→ **Written problem**
Could you change "blue court floor" to "red court floor" throughout the records below and reproduce every line otherwise unchanged?
--- Data for this exercise ---
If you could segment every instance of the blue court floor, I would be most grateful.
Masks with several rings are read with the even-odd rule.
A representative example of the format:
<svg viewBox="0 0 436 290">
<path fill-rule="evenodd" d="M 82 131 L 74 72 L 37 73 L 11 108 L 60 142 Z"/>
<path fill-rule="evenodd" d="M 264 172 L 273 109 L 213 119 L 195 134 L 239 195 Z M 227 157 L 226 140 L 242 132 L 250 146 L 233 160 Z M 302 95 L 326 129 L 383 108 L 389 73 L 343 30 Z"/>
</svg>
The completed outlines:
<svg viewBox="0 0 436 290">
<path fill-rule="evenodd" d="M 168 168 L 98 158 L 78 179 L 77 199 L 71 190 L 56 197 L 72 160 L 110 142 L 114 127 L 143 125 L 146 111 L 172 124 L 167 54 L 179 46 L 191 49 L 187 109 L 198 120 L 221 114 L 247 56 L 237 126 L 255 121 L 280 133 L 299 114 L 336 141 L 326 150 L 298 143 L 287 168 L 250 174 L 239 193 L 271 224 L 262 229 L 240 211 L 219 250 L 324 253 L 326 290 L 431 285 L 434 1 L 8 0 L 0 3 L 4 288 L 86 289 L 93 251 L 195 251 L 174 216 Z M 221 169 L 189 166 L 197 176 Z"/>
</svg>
---
→ **Final answer**
If you could segment every instance of the red court floor, I would be most grateful.
Masks with several rings are read with the even-odd rule.
A representative example of the format:
<svg viewBox="0 0 436 290">
<path fill-rule="evenodd" d="M 82 131 L 74 72 L 37 73 L 11 108 L 60 142 Z"/>
<path fill-rule="evenodd" d="M 264 172 L 273 109 L 213 119 L 195 134 L 239 195 Z M 227 157 L 226 140 L 242 132 L 250 146 L 233 160 Z M 302 95 L 326 129 L 383 108 L 389 73 L 343 30 Z"/>
</svg>
The completed outlines:
<svg viewBox="0 0 436 290">
<path fill-rule="evenodd" d="M 168 168 L 98 158 L 78 179 L 77 199 L 71 190 L 56 197 L 72 160 L 110 142 L 114 127 L 143 125 L 146 111 L 172 124 L 167 54 L 179 46 L 191 49 L 187 109 L 198 120 L 221 114 L 247 56 L 237 126 L 255 121 L 280 133 L 299 114 L 336 141 L 326 150 L 298 143 L 287 168 L 250 174 L 239 193 L 271 224 L 262 229 L 240 211 L 219 250 L 324 253 L 326 290 L 431 285 L 434 1 L 8 0 L 0 3 L 4 288 L 86 289 L 93 251 L 195 251 L 174 216 Z M 221 169 L 189 166 L 197 176 Z"/>
</svg>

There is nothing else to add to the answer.